EXERCISES:
1 > In the report on the Twelve Tribes, which company owns the Yellow Deli building at 214 Katoomba St?
2 > Continue the report on the Twelve Tribes from its last sentence.

There were no details in the accounts to explain the change.
Members are not permitted to accumulate private wealth but documents cited by The Sunday Telegraph show some still hold assets in their name, including a 78.5ha tract of land near Bigga in NSW.
The Yellow Deli building at 214 Katoomba St, purchased for $1.5 million in 2004, is owned by Granite Investments, of which several members are shareholders.
Despite the religious charity’s assets and income, the six ex-members we spoke to said there was no financial accountability to members inside, and they had little or no access to money.
None recouped any assets or funds on leaving other than one, and only after threatening legal action. They received no pay, superannuation or financial support.
Rosemary Cruzado, who lived with the Twelve Tribes for 14 years and has been cut off from her daughter and four grandchildren who remain inside, said “common members” of the community had to “beg leaders” for basic things like shoes, clothes and doctor visits.
At the same time, she alleged leaders have access to cars, cash, credit cards, even holidays.
“There’s a lot of medical neglect, my kids never had dental check-ups, I never had dental check-ups. You had to get really bad so that you were in agony to go to the dentist,” Mrs Cruzado said.
“On a bigger scale, I lost a baby there and I believe that’s because I didn’t have enough resources to go and see a proper specialist to actually tell me what was going on.”
She said home schooling of children was “fundamentalist”, with work emphasized over study and her son was removed from education at 13 to work six days in the Tribe’s bakery.
“The point of education is for them to become a member, it’s not for them to know their rights in society, how they can participate in society,” she said.
Ros Hodgkins of the Cult Information and Support Group, which has supported a number of ex-members, said people who joined the group were enticed by the ideal of living a true Christian life in a sustainable community.
But she said many found themselves trapped in a group that dictated every aspect of their lives, from what they ate to how they parented, with no financial means to leave.
“It’s very painful once they come out and they realise this was a scam in a way, to get workers for their business, because it is a business,” Ms Hodgkins said.
She said there was a lack of political will to look at groups like the Twelve Tribes because of notions of religious freedom “but that’s not an excuse”.

INFORMATION SUPPLIED:
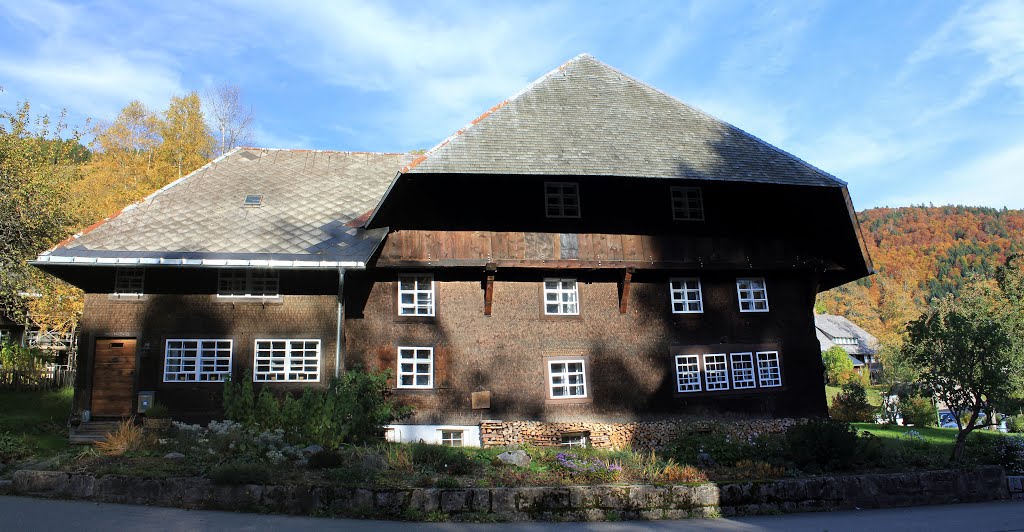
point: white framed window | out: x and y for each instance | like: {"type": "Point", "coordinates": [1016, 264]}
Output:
{"type": "Point", "coordinates": [769, 369]}
{"type": "Point", "coordinates": [685, 294]}
{"type": "Point", "coordinates": [452, 438]}
{"type": "Point", "coordinates": [129, 281]}
{"type": "Point", "coordinates": [753, 295]}
{"type": "Point", "coordinates": [247, 283]}
{"type": "Point", "coordinates": [716, 371]}
{"type": "Point", "coordinates": [566, 379]}
{"type": "Point", "coordinates": [574, 440]}
{"type": "Point", "coordinates": [198, 360]}
{"type": "Point", "coordinates": [416, 295]}
{"type": "Point", "coordinates": [688, 372]}
{"type": "Point", "coordinates": [561, 200]}
{"type": "Point", "coordinates": [687, 204]}
{"type": "Point", "coordinates": [416, 367]}
{"type": "Point", "coordinates": [561, 298]}
{"type": "Point", "coordinates": [742, 370]}
{"type": "Point", "coordinates": [285, 360]}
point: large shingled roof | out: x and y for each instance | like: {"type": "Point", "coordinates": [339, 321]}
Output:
{"type": "Point", "coordinates": [586, 118]}
{"type": "Point", "coordinates": [308, 200]}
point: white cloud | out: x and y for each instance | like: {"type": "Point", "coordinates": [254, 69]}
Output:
{"type": "Point", "coordinates": [993, 32]}
{"type": "Point", "coordinates": [66, 64]}
{"type": "Point", "coordinates": [994, 179]}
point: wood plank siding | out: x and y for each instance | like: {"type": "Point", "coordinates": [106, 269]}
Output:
{"type": "Point", "coordinates": [406, 249]}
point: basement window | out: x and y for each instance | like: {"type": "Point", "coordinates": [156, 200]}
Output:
{"type": "Point", "coordinates": [574, 439]}
{"type": "Point", "coordinates": [452, 438]}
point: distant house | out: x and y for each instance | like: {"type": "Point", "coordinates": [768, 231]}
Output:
{"type": "Point", "coordinates": [837, 330]}
{"type": "Point", "coordinates": [589, 254]}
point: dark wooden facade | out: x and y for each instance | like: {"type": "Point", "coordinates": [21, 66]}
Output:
{"type": "Point", "coordinates": [488, 253]}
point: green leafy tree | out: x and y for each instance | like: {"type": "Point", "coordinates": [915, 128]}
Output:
{"type": "Point", "coordinates": [969, 353]}
{"type": "Point", "coordinates": [838, 364]}
{"type": "Point", "coordinates": [38, 168]}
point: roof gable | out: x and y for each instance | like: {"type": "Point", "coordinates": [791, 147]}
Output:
{"type": "Point", "coordinates": [307, 200]}
{"type": "Point", "coordinates": [586, 118]}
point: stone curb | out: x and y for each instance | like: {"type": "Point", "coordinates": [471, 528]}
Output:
{"type": "Point", "coordinates": [603, 502]}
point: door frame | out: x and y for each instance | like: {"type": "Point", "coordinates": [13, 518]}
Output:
{"type": "Point", "coordinates": [91, 367]}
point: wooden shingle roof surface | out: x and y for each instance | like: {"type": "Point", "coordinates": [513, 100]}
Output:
{"type": "Point", "coordinates": [308, 200]}
{"type": "Point", "coordinates": [586, 118]}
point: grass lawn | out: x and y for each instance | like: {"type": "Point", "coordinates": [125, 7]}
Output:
{"type": "Point", "coordinates": [39, 417]}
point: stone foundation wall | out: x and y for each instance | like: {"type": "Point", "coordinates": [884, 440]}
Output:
{"type": "Point", "coordinates": [605, 435]}
{"type": "Point", "coordinates": [562, 503]}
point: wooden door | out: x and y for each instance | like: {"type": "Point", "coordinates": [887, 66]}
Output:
{"type": "Point", "coordinates": [114, 377]}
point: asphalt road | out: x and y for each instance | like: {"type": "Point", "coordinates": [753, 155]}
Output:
{"type": "Point", "coordinates": [23, 514]}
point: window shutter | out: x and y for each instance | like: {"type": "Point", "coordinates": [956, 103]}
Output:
{"type": "Point", "coordinates": [441, 356]}
{"type": "Point", "coordinates": [387, 358]}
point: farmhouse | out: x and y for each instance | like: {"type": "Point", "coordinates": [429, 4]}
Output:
{"type": "Point", "coordinates": [588, 254]}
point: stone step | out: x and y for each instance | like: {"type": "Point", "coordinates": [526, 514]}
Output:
{"type": "Point", "coordinates": [91, 432]}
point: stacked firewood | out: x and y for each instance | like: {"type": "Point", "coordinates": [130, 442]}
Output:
{"type": "Point", "coordinates": [646, 435]}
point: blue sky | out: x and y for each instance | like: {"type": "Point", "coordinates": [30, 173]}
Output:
{"type": "Point", "coordinates": [909, 102]}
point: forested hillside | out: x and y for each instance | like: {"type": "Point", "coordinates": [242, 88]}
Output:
{"type": "Point", "coordinates": [922, 253]}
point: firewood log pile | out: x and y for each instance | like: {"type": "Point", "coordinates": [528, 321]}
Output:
{"type": "Point", "coordinates": [644, 435]}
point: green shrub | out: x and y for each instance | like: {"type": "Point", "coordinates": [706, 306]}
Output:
{"type": "Point", "coordinates": [823, 445]}
{"type": "Point", "coordinates": [723, 448]}
{"type": "Point", "coordinates": [1015, 424]}
{"type": "Point", "coordinates": [240, 473]}
{"type": "Point", "coordinates": [920, 411]}
{"type": "Point", "coordinates": [325, 459]}
{"type": "Point", "coordinates": [851, 404]}
{"type": "Point", "coordinates": [12, 447]}
{"type": "Point", "coordinates": [441, 458]}
{"type": "Point", "coordinates": [351, 410]}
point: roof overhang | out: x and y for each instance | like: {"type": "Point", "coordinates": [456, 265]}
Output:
{"type": "Point", "coordinates": [61, 260]}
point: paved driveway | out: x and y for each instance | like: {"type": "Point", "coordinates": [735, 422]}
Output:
{"type": "Point", "coordinates": [23, 514]}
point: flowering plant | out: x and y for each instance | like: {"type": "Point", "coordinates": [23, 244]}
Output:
{"type": "Point", "coordinates": [591, 469]}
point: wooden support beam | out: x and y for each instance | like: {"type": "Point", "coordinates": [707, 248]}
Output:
{"type": "Point", "coordinates": [624, 295]}
{"type": "Point", "coordinates": [488, 287]}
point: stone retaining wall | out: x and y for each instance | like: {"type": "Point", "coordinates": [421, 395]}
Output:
{"type": "Point", "coordinates": [563, 503]}
{"type": "Point", "coordinates": [625, 435]}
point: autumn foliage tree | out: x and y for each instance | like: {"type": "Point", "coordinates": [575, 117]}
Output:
{"type": "Point", "coordinates": [38, 170]}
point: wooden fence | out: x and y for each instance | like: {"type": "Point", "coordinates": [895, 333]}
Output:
{"type": "Point", "coordinates": [52, 378]}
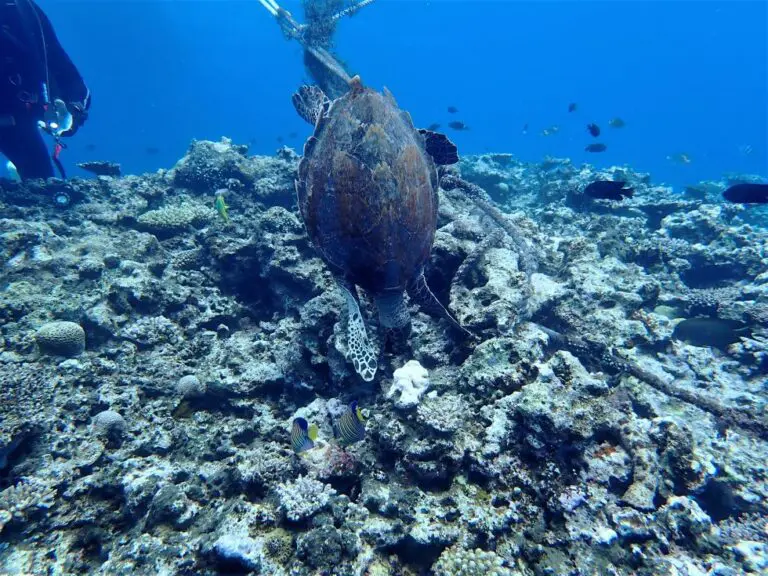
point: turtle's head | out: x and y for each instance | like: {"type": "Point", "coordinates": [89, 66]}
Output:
{"type": "Point", "coordinates": [356, 84]}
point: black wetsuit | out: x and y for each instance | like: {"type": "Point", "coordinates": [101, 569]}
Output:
{"type": "Point", "coordinates": [34, 70]}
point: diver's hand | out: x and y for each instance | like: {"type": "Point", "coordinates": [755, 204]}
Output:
{"type": "Point", "coordinates": [79, 115]}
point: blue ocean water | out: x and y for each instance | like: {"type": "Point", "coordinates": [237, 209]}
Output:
{"type": "Point", "coordinates": [687, 77]}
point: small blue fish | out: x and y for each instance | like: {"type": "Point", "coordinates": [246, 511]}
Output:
{"type": "Point", "coordinates": [303, 435]}
{"type": "Point", "coordinates": [350, 427]}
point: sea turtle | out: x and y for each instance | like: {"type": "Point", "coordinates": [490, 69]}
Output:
{"type": "Point", "coordinates": [367, 192]}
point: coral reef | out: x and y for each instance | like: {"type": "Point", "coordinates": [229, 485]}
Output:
{"type": "Point", "coordinates": [153, 357]}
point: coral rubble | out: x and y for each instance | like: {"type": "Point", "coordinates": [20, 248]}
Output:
{"type": "Point", "coordinates": [153, 357]}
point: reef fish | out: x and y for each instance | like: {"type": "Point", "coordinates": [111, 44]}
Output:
{"type": "Point", "coordinates": [747, 194]}
{"type": "Point", "coordinates": [350, 427]}
{"type": "Point", "coordinates": [303, 435]}
{"type": "Point", "coordinates": [608, 190]}
{"type": "Point", "coordinates": [221, 207]}
{"type": "Point", "coordinates": [681, 158]}
{"type": "Point", "coordinates": [458, 125]}
{"type": "Point", "coordinates": [713, 332]}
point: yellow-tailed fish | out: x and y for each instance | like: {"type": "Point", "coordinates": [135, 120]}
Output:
{"type": "Point", "coordinates": [221, 207]}
{"type": "Point", "coordinates": [303, 435]}
{"type": "Point", "coordinates": [350, 428]}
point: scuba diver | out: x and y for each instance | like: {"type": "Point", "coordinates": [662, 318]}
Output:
{"type": "Point", "coordinates": [40, 90]}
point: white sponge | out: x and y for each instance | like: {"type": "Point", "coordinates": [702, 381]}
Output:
{"type": "Point", "coordinates": [410, 381]}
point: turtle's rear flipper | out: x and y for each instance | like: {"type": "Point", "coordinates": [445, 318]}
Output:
{"type": "Point", "coordinates": [310, 102]}
{"type": "Point", "coordinates": [440, 147]}
{"type": "Point", "coordinates": [420, 293]}
{"type": "Point", "coordinates": [360, 351]}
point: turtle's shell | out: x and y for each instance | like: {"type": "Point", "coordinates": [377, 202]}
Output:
{"type": "Point", "coordinates": [367, 191]}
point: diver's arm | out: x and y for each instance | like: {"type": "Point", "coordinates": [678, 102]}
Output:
{"type": "Point", "coordinates": [67, 83]}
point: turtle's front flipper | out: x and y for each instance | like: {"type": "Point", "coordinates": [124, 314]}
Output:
{"type": "Point", "coordinates": [360, 350]}
{"type": "Point", "coordinates": [420, 293]}
{"type": "Point", "coordinates": [311, 103]}
{"type": "Point", "coordinates": [440, 147]}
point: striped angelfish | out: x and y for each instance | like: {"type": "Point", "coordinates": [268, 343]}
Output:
{"type": "Point", "coordinates": [303, 435]}
{"type": "Point", "coordinates": [350, 428]}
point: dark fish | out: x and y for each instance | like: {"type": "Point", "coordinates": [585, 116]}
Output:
{"type": "Point", "coordinates": [747, 194]}
{"type": "Point", "coordinates": [350, 428]}
{"type": "Point", "coordinates": [440, 147]}
{"type": "Point", "coordinates": [608, 190]}
{"type": "Point", "coordinates": [596, 147]}
{"type": "Point", "coordinates": [101, 168]}
{"type": "Point", "coordinates": [712, 332]}
{"type": "Point", "coordinates": [303, 435]}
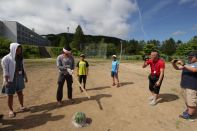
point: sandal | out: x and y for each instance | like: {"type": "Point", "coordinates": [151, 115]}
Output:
{"type": "Point", "coordinates": [12, 114]}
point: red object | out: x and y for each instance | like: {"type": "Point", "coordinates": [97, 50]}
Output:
{"type": "Point", "coordinates": [156, 66]}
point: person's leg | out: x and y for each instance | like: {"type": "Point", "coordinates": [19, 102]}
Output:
{"type": "Point", "coordinates": [80, 81]}
{"type": "Point", "coordinates": [20, 98]}
{"type": "Point", "coordinates": [10, 106]}
{"type": "Point", "coordinates": [69, 81]}
{"type": "Point", "coordinates": [151, 87]}
{"type": "Point", "coordinates": [61, 81]}
{"type": "Point", "coordinates": [117, 79]}
{"type": "Point", "coordinates": [113, 79]}
{"type": "Point", "coordinates": [84, 81]}
{"type": "Point", "coordinates": [1, 116]}
{"type": "Point", "coordinates": [10, 103]}
{"type": "Point", "coordinates": [191, 101]}
{"type": "Point", "coordinates": [191, 110]}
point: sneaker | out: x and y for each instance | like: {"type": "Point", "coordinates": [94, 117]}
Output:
{"type": "Point", "coordinates": [23, 109]}
{"type": "Point", "coordinates": [72, 101]}
{"type": "Point", "coordinates": [11, 114]}
{"type": "Point", "coordinates": [151, 98]}
{"type": "Point", "coordinates": [59, 103]}
{"type": "Point", "coordinates": [185, 112]}
{"type": "Point", "coordinates": [186, 116]}
{"type": "Point", "coordinates": [153, 102]}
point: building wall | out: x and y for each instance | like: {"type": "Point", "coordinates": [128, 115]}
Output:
{"type": "Point", "coordinates": [17, 32]}
{"type": "Point", "coordinates": [27, 36]}
{"type": "Point", "coordinates": [1, 28]}
{"type": "Point", "coordinates": [10, 30]}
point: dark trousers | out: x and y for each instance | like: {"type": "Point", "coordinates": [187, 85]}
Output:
{"type": "Point", "coordinates": [61, 80]}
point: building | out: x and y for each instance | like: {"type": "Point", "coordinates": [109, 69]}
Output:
{"type": "Point", "coordinates": [17, 32]}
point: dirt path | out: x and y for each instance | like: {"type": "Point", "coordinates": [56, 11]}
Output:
{"type": "Point", "coordinates": [110, 109]}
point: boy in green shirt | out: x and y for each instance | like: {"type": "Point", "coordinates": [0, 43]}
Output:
{"type": "Point", "coordinates": [82, 71]}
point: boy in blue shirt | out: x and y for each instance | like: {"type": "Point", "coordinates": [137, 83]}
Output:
{"type": "Point", "coordinates": [114, 71]}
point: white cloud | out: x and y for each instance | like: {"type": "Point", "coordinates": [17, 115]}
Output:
{"type": "Point", "coordinates": [98, 17]}
{"type": "Point", "coordinates": [178, 33]}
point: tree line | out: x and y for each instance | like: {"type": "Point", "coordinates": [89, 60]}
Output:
{"type": "Point", "coordinates": [78, 41]}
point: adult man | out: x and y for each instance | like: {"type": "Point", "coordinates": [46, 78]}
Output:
{"type": "Point", "coordinates": [82, 71]}
{"type": "Point", "coordinates": [188, 83]}
{"type": "Point", "coordinates": [157, 66]}
{"type": "Point", "coordinates": [14, 76]}
{"type": "Point", "coordinates": [65, 64]}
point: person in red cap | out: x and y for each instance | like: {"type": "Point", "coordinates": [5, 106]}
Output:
{"type": "Point", "coordinates": [65, 64]}
{"type": "Point", "coordinates": [156, 76]}
{"type": "Point", "coordinates": [188, 83]}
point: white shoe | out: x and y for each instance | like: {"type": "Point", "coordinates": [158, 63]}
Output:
{"type": "Point", "coordinates": [153, 102]}
{"type": "Point", "coordinates": [151, 98]}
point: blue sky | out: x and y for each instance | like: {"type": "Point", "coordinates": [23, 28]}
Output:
{"type": "Point", "coordinates": [126, 19]}
{"type": "Point", "coordinates": [162, 19]}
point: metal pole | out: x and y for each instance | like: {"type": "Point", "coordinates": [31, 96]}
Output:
{"type": "Point", "coordinates": [120, 50]}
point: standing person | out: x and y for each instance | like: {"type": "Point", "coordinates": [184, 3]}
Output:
{"type": "Point", "coordinates": [82, 71]}
{"type": "Point", "coordinates": [14, 76]}
{"type": "Point", "coordinates": [156, 76]}
{"type": "Point", "coordinates": [114, 71]}
{"type": "Point", "coordinates": [188, 83]}
{"type": "Point", "coordinates": [65, 64]}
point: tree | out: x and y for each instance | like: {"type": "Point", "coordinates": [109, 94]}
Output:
{"type": "Point", "coordinates": [4, 46]}
{"type": "Point", "coordinates": [79, 39]}
{"type": "Point", "coordinates": [148, 48]}
{"type": "Point", "coordinates": [169, 47]}
{"type": "Point", "coordinates": [111, 49]}
{"type": "Point", "coordinates": [62, 42]}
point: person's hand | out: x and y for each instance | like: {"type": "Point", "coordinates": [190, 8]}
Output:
{"type": "Point", "coordinates": [174, 61]}
{"type": "Point", "coordinates": [181, 67]}
{"type": "Point", "coordinates": [158, 83]}
{"type": "Point", "coordinates": [180, 62]}
{"type": "Point", "coordinates": [7, 83]}
{"type": "Point", "coordinates": [26, 79]}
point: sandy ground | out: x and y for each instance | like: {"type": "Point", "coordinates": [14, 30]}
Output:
{"type": "Point", "coordinates": [109, 109]}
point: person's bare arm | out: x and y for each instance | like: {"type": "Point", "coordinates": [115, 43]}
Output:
{"type": "Point", "coordinates": [174, 64]}
{"type": "Point", "coordinates": [87, 70]}
{"type": "Point", "coordinates": [145, 64]}
{"type": "Point", "coordinates": [192, 69]}
{"type": "Point", "coordinates": [158, 83]}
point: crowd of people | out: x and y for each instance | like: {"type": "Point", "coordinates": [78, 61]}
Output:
{"type": "Point", "coordinates": [14, 77]}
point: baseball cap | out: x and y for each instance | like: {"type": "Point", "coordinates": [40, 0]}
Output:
{"type": "Point", "coordinates": [82, 55]}
{"type": "Point", "coordinates": [114, 56]}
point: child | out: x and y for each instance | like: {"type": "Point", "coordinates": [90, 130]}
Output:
{"type": "Point", "coordinates": [82, 71]}
{"type": "Point", "coordinates": [14, 76]}
{"type": "Point", "coordinates": [114, 71]}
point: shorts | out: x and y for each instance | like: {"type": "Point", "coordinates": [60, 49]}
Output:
{"type": "Point", "coordinates": [82, 78]}
{"type": "Point", "coordinates": [114, 74]}
{"type": "Point", "coordinates": [16, 86]}
{"type": "Point", "coordinates": [152, 82]}
{"type": "Point", "coordinates": [190, 97]}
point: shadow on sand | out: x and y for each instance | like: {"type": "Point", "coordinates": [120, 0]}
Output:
{"type": "Point", "coordinates": [29, 121]}
{"type": "Point", "coordinates": [167, 98]}
{"type": "Point", "coordinates": [40, 114]}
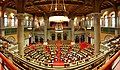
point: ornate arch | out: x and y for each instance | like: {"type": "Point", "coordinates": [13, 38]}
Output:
{"type": "Point", "coordinates": [107, 37]}
{"type": "Point", "coordinates": [109, 1]}
{"type": "Point", "coordinates": [11, 39]}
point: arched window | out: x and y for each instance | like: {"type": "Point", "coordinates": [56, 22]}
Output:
{"type": "Point", "coordinates": [5, 20]}
{"type": "Point", "coordinates": [113, 20]}
{"type": "Point", "coordinates": [13, 21]}
{"type": "Point", "coordinates": [106, 21]}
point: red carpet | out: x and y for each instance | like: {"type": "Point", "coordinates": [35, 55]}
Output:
{"type": "Point", "coordinates": [33, 47]}
{"type": "Point", "coordinates": [83, 45]}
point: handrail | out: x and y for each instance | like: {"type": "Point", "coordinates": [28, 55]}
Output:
{"type": "Point", "coordinates": [107, 65]}
{"type": "Point", "coordinates": [9, 63]}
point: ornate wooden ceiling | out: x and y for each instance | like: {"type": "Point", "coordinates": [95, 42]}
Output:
{"type": "Point", "coordinates": [73, 7]}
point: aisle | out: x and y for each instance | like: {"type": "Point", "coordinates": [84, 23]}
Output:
{"type": "Point", "coordinates": [58, 61]}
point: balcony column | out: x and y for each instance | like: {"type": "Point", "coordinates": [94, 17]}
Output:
{"type": "Point", "coordinates": [116, 23]}
{"type": "Point", "coordinates": [45, 28]}
{"type": "Point", "coordinates": [55, 36]}
{"type": "Point", "coordinates": [62, 36]}
{"type": "Point", "coordinates": [20, 34]}
{"type": "Point", "coordinates": [97, 31]}
{"type": "Point", "coordinates": [2, 28]}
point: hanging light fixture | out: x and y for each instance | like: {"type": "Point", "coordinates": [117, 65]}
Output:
{"type": "Point", "coordinates": [58, 12]}
{"type": "Point", "coordinates": [58, 9]}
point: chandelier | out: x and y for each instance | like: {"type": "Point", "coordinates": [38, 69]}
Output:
{"type": "Point", "coordinates": [58, 12]}
{"type": "Point", "coordinates": [58, 9]}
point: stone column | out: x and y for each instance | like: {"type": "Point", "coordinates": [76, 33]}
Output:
{"type": "Point", "coordinates": [97, 31]}
{"type": "Point", "coordinates": [20, 34]}
{"type": "Point", "coordinates": [62, 35]}
{"type": "Point", "coordinates": [116, 23]}
{"type": "Point", "coordinates": [55, 36]}
{"type": "Point", "coordinates": [2, 28]}
{"type": "Point", "coordinates": [72, 25]}
{"type": "Point", "coordinates": [45, 28]}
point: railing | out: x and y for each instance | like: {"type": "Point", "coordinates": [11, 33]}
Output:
{"type": "Point", "coordinates": [7, 62]}
{"type": "Point", "coordinates": [108, 65]}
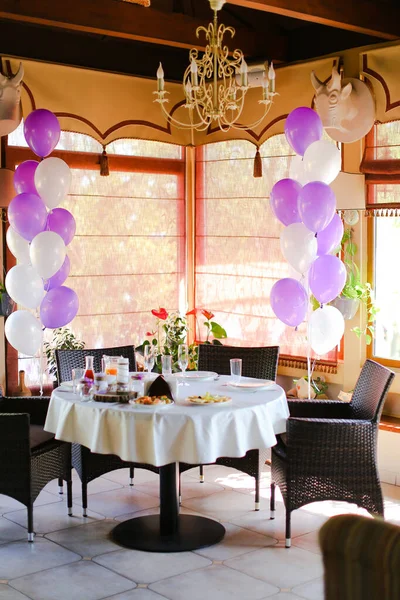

OUTPUTS IN ORDER:
1 > Granite Investments

2 >
“It goes against the grain of what spirituality is from the Christian perspective,” she said.
As a religious charity, the Twelve Tribes can legally raise revenue only to benefit members but it must show it is meeting or intending to meet purposes outlined in its governing document, created in 1995 and lodged with the ACNC in 2012.
That document states it will care for members’ wellbeing, undertake activities such as prison ministries and housing the homeless, assist charities with similar purposes and provide counselling ministries for people with emotional, psychological and “social disabilities”.
Locals who spoke to The Sunday Telegraph in Katoomba could cite no examples of charitable works by the group and several business owners said it was tough competing with a business not required to pay wages, tax, rent or super.
A spokesman for the ACNC said due to the secrecy provisions in the ACNC Act, they could not disclose if the commission had received any complaints, or was investigating the charity.
“Allegations of a charity causing harm to its beneficiaries would be of concern to the ACNC. We encourage people who think a charity is not acting appropriately to report it to the ACNC.”
The Sunday Telegraph contacted the Twelve Tribes several times and left a list of questions on Tuesday however at the time of publication the community had not responded.
The group states on its website that spanking is used on children, however it is not abusive, that leaders do not live off the labour of members and the group does not follow anti-social or oppressive rules.